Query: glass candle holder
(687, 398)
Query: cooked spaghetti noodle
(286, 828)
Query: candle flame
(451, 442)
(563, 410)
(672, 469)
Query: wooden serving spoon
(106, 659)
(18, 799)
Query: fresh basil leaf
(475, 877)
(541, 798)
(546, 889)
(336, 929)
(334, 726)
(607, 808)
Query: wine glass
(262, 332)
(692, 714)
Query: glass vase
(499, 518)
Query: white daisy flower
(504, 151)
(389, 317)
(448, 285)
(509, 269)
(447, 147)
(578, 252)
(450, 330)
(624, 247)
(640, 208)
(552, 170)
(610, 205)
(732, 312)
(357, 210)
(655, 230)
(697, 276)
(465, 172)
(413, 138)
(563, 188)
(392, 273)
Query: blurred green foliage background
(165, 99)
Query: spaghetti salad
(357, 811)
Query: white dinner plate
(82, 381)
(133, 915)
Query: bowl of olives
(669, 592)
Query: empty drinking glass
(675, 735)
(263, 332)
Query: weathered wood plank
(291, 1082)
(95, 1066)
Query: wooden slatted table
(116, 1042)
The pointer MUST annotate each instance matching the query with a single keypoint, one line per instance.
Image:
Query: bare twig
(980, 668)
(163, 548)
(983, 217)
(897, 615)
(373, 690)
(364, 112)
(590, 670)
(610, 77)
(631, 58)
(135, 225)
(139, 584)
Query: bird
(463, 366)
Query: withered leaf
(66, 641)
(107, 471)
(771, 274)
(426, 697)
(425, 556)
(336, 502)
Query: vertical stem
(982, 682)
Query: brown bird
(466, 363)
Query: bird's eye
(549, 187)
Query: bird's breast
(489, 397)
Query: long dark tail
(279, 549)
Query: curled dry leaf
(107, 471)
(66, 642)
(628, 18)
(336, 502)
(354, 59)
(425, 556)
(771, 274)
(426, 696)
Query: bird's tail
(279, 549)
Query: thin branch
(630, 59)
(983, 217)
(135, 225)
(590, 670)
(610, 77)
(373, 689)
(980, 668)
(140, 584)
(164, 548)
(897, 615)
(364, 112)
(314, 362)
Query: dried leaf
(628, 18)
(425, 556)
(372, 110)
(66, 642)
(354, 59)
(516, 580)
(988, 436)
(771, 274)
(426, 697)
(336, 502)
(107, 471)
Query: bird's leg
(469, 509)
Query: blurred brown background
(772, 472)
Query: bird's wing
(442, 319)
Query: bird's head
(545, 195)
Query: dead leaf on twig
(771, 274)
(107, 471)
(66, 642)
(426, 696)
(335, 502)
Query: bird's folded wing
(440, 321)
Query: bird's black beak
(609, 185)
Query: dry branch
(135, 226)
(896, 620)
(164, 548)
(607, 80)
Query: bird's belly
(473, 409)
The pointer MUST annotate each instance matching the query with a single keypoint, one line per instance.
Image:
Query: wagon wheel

*-*-*

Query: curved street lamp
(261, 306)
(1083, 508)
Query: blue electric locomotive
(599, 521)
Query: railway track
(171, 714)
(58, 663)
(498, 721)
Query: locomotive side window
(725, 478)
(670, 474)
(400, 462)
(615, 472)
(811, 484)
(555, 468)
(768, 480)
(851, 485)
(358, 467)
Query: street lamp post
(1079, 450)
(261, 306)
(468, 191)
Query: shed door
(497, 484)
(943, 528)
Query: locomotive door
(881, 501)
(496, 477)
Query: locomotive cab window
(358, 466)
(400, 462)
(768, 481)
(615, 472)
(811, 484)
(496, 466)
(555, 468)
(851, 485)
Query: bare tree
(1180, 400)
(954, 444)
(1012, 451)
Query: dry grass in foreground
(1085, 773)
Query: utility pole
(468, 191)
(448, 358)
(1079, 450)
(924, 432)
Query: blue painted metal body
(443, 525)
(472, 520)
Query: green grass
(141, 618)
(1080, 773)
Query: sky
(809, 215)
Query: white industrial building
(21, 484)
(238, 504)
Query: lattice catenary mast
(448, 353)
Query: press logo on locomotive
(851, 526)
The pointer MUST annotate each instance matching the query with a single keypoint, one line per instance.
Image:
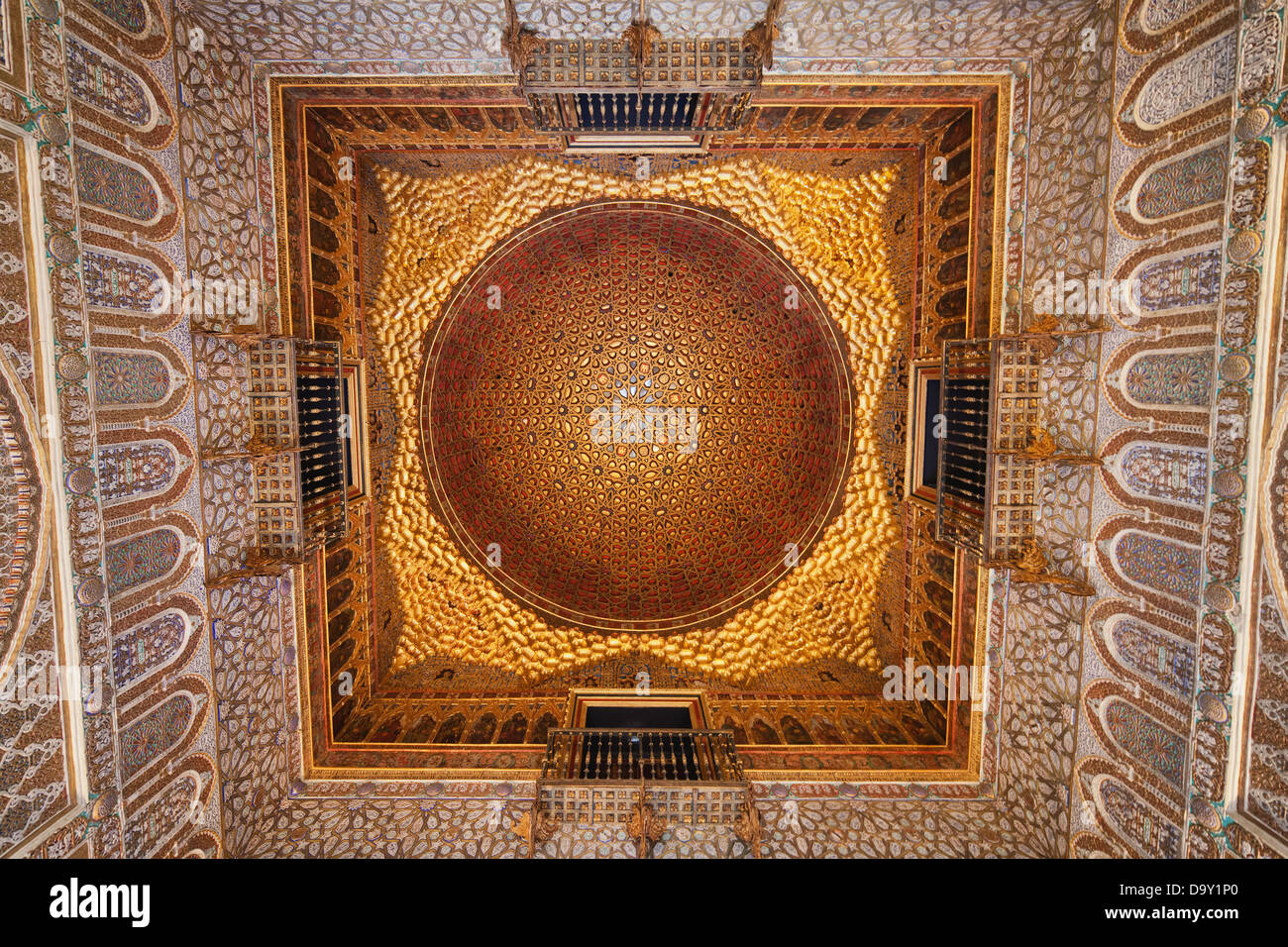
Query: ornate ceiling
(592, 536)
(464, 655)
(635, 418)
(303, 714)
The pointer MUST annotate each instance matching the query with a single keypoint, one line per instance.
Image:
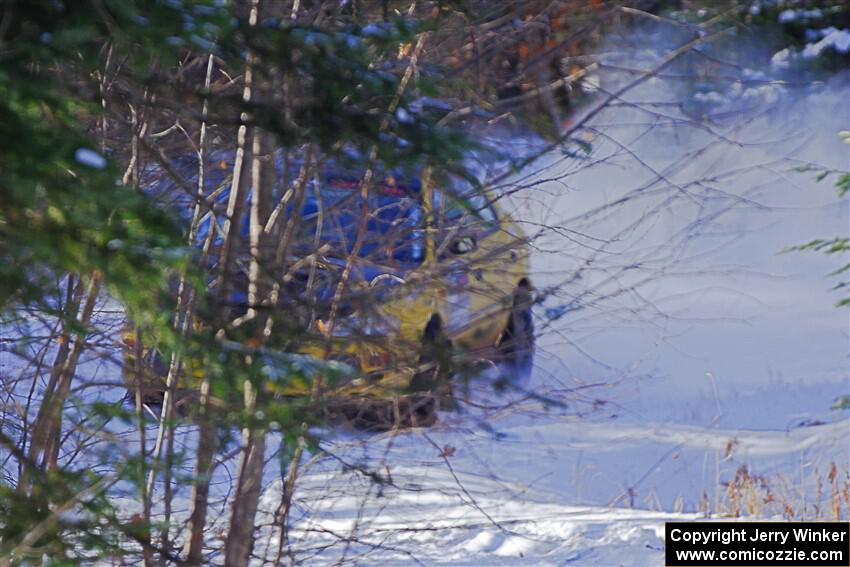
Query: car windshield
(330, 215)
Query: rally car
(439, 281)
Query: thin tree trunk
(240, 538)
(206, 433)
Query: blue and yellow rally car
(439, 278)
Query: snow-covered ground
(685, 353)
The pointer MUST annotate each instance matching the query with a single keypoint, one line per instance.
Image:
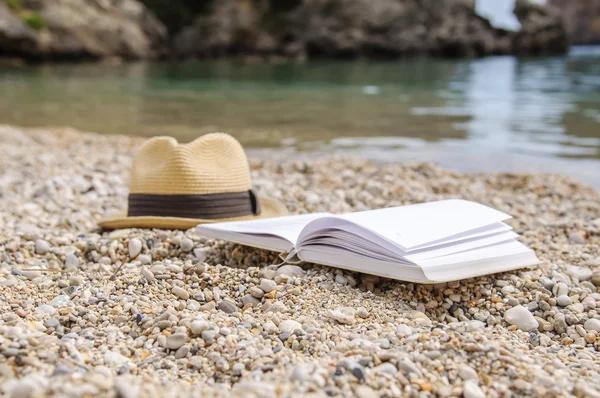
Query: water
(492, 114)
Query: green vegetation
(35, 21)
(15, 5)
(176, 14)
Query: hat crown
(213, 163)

*-*-*

▸ **REQUIRED WORK**:
Convert the stretch of data from the line containing "Query: glass candle holder" through the line containing "(116, 1042)", both included, into a JSON list of strings with one string per line and blank lines left out.

▸ **EXERCISE SOLUTION**:
[
  "Query: glass candle holder",
  "(687, 398)",
  "Query: cooked spaghetti noodle",
  "(286, 828)",
  "Query: candle flame",
  "(451, 442)",
  "(563, 410)",
  "(672, 469)",
  "Query: wooden serving spoon",
  "(106, 659)",
  "(18, 799)",
  "Query: fresh basil leaf",
  "(475, 877)",
  "(541, 798)",
  "(546, 889)",
  "(336, 929)",
  "(334, 726)",
  "(607, 808)",
  "Query: wine glass",
  "(262, 332)",
  "(692, 714)",
  "Query: glass vase",
  "(499, 518)",
  "Query: white daisy flower",
  "(504, 151)",
  "(389, 317)",
  "(448, 285)",
  "(509, 269)",
  "(447, 147)",
  "(578, 252)",
  "(450, 330)",
  "(624, 247)",
  "(640, 208)",
  "(552, 170)",
  "(610, 205)",
  "(732, 312)",
  "(357, 210)",
  "(655, 230)",
  "(697, 276)",
  "(465, 172)",
  "(413, 138)",
  "(563, 188)",
  "(392, 273)",
  "Query: blurred green foliage background",
  "(165, 99)",
  "Query: spaghetti salad",
  "(357, 811)",
  "Query: white dinner plate",
  "(82, 381)",
  "(133, 915)",
  "Query: bowl of olives",
  "(669, 592)",
  "Query: empty drinking glass",
  "(675, 735)",
  "(263, 332)",
  "Query: weathered wood plank",
  "(291, 1082)",
  "(95, 1066)",
  "Query: wooden slatted table",
  "(116, 1042)"
]